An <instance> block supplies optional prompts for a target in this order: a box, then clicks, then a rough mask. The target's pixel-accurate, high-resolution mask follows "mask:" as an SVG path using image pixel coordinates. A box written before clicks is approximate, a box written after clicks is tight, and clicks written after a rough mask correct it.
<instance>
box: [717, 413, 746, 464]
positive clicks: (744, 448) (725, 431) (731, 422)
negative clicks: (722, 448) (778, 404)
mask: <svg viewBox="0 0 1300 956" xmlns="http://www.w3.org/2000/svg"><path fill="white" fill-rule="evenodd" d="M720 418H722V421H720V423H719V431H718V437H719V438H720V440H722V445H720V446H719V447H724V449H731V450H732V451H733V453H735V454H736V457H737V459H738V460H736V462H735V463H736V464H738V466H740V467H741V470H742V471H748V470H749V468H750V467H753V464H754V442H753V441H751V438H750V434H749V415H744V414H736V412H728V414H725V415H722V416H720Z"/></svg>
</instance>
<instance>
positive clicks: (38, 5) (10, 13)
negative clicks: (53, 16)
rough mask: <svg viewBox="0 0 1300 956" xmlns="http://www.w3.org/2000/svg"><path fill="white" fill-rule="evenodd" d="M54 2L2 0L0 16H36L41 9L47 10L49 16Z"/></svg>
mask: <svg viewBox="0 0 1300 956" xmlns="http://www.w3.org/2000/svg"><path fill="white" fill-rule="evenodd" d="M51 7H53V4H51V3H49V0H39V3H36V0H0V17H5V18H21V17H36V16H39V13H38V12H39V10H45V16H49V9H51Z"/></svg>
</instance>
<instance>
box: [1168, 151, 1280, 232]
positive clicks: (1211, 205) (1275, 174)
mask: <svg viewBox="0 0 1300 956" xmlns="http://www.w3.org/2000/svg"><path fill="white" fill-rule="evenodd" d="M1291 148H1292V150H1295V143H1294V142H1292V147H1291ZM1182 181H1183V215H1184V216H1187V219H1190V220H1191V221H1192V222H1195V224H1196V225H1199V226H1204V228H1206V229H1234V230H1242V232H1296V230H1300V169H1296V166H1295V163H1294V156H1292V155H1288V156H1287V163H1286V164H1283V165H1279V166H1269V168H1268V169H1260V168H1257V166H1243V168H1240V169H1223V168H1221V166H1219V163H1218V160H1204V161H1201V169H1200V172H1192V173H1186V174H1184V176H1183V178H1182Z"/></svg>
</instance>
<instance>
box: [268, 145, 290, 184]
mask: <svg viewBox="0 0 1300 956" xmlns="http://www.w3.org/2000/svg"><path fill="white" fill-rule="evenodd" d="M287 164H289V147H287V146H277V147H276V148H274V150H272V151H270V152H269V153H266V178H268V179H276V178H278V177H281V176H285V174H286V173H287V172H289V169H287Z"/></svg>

Task goal:
Nothing but the line with "box: [1168, 151, 1280, 232]" and the lines after it, through the end of the material, should appear in the output, word for word.

Solution for this problem:
box: [1168, 151, 1280, 232]
positive clicks: (1211, 205) (1275, 174)
mask: <svg viewBox="0 0 1300 956" xmlns="http://www.w3.org/2000/svg"><path fill="white" fill-rule="evenodd" d="M1291 148H1292V150H1295V143H1294V142H1292V147H1291ZM1182 181H1183V215H1184V216H1187V219H1190V220H1191V221H1192V222H1195V224H1196V225H1199V226H1204V228H1206V229H1234V230H1242V232H1296V230H1300V169H1296V166H1295V163H1294V156H1292V155H1288V156H1287V163H1286V164H1283V165H1279V166H1269V168H1268V169H1260V168H1257V166H1243V168H1240V169H1223V168H1221V166H1219V163H1218V160H1204V161H1201V169H1200V172H1192V173H1186V174H1184V176H1183V178H1182Z"/></svg>
</instance>
<instance>
box: [268, 145, 290, 184]
mask: <svg viewBox="0 0 1300 956" xmlns="http://www.w3.org/2000/svg"><path fill="white" fill-rule="evenodd" d="M287 164H289V147H287V146H277V147H276V148H274V150H272V151H270V152H269V153H266V178H268V179H276V178H278V177H281V176H285V174H286V173H287V172H289V169H287Z"/></svg>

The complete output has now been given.